Exercise requirements
Locate, in the data below, the line that contains "Target: person in white coat" and the line that contains "x=120, y=230"; reproduce exactly those two lines and every line between them, nothing more.
++++ Records to process
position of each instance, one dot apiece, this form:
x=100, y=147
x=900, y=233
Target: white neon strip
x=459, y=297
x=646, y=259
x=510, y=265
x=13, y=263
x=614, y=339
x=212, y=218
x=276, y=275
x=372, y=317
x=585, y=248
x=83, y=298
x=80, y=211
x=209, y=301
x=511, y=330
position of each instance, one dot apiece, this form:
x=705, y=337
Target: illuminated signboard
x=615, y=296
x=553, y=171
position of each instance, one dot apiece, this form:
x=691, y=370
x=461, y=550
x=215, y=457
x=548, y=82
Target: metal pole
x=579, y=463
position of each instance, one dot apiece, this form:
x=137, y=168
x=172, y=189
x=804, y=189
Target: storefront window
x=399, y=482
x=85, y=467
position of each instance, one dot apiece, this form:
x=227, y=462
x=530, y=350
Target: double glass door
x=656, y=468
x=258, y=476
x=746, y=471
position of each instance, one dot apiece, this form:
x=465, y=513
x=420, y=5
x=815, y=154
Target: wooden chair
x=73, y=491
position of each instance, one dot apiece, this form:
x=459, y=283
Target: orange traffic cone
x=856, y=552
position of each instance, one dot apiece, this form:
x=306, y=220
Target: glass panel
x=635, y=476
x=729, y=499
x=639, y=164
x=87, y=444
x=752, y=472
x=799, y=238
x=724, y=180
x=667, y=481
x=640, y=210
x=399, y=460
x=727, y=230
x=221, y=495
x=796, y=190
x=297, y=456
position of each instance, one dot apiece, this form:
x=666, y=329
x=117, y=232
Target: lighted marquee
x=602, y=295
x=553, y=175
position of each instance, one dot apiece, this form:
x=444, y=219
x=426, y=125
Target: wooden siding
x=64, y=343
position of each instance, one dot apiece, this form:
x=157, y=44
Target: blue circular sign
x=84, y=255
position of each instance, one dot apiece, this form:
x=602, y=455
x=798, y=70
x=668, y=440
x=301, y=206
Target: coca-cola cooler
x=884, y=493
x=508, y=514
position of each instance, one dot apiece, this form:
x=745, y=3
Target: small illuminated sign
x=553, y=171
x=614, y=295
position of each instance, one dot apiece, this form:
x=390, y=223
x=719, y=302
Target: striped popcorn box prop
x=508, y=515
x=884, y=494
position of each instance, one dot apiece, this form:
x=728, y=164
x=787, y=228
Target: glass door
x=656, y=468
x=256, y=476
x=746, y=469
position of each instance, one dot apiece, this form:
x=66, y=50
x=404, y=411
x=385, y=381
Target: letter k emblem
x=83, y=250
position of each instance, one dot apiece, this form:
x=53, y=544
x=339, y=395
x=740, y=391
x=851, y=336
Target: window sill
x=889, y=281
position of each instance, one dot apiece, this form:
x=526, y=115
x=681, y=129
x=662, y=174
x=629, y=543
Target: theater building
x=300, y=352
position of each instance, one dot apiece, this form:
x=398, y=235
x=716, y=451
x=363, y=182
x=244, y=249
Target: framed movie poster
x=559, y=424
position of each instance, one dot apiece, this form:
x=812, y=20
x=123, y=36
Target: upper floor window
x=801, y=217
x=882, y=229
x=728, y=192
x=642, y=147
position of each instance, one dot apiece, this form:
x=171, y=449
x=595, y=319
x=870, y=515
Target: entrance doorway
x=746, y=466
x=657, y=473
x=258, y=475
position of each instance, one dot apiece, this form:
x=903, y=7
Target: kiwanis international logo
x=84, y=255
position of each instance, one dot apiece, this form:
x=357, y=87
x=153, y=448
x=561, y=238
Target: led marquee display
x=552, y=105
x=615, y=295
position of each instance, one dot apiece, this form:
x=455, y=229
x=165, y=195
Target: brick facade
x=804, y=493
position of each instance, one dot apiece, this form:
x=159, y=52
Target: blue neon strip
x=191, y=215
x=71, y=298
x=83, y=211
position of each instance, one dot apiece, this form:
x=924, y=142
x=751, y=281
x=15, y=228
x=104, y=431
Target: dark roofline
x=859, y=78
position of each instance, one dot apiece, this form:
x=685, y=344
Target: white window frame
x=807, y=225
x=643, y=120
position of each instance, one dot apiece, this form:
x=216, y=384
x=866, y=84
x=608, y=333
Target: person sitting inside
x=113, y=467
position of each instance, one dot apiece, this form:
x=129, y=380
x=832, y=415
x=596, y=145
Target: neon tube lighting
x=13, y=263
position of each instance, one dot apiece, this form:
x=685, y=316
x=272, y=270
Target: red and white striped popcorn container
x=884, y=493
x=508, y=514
++++++++
++++ Records to process
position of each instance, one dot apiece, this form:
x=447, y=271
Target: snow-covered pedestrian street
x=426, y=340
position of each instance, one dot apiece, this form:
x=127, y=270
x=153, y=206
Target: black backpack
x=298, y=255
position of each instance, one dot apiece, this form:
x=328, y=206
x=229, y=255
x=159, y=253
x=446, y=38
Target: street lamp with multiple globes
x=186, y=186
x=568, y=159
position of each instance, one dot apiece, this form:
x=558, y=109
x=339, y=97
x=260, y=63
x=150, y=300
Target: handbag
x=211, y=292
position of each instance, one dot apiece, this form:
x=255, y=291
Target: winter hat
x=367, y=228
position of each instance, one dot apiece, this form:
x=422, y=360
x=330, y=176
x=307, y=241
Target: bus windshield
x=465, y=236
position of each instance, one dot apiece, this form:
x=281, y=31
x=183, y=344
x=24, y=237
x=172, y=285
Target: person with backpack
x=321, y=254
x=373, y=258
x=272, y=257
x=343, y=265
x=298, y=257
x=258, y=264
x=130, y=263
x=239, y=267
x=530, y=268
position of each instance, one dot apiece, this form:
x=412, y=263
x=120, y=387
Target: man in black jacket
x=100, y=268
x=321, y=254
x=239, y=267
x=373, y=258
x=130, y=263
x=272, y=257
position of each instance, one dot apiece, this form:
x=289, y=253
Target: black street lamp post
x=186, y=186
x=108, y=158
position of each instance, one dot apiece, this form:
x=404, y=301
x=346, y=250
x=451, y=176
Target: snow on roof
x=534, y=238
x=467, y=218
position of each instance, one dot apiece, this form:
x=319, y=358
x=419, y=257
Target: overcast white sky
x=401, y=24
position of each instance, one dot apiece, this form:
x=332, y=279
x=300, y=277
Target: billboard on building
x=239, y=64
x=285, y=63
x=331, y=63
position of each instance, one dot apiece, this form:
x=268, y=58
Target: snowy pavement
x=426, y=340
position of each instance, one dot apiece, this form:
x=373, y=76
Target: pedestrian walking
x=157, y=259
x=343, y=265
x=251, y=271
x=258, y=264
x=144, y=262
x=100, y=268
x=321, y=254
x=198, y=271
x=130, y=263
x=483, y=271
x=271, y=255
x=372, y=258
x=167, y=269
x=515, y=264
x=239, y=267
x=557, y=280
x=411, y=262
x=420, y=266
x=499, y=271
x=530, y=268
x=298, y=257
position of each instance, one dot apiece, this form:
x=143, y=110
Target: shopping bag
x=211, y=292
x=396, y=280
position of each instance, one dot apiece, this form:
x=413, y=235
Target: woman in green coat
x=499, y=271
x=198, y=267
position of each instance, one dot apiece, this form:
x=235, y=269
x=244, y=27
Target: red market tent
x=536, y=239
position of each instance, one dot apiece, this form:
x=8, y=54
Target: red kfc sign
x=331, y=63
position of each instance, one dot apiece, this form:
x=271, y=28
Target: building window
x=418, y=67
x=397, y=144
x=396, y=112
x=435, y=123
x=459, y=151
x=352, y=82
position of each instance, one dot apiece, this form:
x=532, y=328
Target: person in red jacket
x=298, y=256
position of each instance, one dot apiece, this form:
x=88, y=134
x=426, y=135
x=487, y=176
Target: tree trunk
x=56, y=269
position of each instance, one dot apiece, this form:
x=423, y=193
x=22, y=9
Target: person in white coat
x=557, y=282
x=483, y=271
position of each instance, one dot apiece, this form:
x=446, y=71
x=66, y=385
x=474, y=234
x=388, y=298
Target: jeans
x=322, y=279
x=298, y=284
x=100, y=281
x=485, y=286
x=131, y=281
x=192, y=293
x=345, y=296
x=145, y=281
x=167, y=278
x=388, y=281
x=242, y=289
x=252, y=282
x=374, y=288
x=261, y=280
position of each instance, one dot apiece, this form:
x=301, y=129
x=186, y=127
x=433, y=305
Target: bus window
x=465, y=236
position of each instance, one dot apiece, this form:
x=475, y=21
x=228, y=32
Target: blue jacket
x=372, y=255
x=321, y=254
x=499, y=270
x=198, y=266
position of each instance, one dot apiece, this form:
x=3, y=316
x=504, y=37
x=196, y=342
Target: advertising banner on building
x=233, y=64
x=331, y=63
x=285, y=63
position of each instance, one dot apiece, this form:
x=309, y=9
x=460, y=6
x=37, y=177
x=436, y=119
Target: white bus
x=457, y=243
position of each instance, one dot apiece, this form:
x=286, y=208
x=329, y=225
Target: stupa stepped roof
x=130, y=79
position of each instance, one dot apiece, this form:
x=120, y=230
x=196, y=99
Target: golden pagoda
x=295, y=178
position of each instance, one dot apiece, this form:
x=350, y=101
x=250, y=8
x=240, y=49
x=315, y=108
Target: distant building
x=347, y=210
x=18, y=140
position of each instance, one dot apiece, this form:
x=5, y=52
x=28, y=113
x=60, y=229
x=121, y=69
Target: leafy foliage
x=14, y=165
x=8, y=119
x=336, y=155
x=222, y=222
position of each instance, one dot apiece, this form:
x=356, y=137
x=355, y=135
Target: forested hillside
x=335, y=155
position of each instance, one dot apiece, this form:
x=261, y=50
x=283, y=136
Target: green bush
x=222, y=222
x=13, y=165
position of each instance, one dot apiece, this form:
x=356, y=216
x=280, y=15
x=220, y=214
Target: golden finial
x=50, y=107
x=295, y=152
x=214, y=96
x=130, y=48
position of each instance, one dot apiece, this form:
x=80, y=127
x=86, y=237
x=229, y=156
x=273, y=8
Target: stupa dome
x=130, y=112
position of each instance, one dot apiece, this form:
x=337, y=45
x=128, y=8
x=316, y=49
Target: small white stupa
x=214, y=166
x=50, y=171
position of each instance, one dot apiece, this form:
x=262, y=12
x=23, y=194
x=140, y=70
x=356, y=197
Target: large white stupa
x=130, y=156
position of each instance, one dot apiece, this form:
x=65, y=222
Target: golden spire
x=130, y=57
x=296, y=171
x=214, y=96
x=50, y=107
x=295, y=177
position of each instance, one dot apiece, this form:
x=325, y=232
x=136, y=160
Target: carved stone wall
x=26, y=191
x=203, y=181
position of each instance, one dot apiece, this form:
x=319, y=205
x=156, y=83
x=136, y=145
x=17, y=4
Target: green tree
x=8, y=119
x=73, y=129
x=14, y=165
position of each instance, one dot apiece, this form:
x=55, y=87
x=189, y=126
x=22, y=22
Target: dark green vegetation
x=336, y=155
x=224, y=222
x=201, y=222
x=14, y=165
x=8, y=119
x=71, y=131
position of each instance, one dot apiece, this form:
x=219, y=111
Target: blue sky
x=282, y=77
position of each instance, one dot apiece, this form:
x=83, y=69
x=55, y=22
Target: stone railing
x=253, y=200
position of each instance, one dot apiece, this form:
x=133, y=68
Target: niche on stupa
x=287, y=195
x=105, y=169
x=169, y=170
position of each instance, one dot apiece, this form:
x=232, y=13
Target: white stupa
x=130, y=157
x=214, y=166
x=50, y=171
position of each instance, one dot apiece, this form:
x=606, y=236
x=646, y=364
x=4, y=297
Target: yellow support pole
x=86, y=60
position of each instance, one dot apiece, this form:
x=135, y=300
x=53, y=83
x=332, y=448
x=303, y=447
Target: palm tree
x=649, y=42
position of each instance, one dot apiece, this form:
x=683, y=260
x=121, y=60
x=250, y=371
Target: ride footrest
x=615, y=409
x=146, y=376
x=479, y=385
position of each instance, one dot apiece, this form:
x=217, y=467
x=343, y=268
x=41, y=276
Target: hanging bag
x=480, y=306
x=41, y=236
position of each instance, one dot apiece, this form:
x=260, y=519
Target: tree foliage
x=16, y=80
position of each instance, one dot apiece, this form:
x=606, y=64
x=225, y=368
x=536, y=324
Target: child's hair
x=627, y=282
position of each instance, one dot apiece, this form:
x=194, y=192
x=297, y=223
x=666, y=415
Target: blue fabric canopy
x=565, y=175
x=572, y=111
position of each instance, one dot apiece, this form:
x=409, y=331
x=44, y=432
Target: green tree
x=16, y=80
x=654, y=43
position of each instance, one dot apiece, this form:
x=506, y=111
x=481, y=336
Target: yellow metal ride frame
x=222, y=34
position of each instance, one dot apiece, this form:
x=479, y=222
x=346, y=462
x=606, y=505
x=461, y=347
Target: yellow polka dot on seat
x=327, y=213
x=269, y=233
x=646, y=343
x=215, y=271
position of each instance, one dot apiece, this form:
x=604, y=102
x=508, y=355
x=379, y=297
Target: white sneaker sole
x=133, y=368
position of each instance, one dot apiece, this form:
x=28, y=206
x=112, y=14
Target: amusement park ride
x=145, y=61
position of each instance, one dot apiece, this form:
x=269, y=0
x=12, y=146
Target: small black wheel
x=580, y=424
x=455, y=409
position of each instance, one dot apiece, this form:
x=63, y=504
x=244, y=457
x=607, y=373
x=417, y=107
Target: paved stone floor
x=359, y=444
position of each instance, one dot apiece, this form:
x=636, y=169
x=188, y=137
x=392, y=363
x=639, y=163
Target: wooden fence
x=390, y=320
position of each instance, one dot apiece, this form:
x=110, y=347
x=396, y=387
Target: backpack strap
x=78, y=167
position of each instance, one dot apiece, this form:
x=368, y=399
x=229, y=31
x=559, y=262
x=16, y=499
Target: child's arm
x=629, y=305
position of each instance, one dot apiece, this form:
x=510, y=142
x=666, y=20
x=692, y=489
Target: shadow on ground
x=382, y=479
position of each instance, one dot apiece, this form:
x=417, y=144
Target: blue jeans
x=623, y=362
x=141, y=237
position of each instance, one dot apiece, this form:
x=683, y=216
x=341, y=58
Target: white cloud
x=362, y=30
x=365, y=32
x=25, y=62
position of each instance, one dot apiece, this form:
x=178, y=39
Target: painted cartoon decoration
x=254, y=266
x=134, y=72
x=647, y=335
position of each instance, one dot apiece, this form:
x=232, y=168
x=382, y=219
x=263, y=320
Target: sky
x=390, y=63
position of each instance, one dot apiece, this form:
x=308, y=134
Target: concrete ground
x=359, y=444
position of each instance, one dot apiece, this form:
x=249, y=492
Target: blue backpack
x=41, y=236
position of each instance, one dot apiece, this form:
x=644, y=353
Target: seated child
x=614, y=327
++++++++
Result of the exercise
Target: person in white coat
x=557, y=282
x=483, y=271
position of each instance, one dot apiece, this form:
x=446, y=71
x=66, y=385
x=474, y=234
x=388, y=298
Target: jeans
x=322, y=279
x=298, y=284
x=100, y=281
x=485, y=286
x=131, y=281
x=192, y=293
x=345, y=296
x=145, y=281
x=167, y=278
x=388, y=281
x=242, y=289
x=252, y=282
x=374, y=288
x=261, y=280
position of each instance, one dot apiece, this form:
x=301, y=129
x=186, y=127
x=433, y=305
Target: bus window
x=465, y=236
position of each instance, one dot apiece, this form:
x=475, y=21
x=228, y=32
Target: blue jacket
x=372, y=255
x=321, y=254
x=499, y=270
x=198, y=266
position of each instance, one dot apiece, this form:
x=3, y=316
x=504, y=37
x=196, y=342
Target: advertising banner on building
x=233, y=64
x=331, y=63
x=285, y=63
position of each instance, one dot apiece, this form:
x=309, y=9
x=460, y=6
x=37, y=177
x=436, y=119
Target: white bus
x=457, y=243
position of each instance, one dot apiece, this form:
x=286, y=208
x=329, y=225
Target: stupa stepped roof
x=130, y=79
position of each instance, one dot apiece, this form:
x=120, y=230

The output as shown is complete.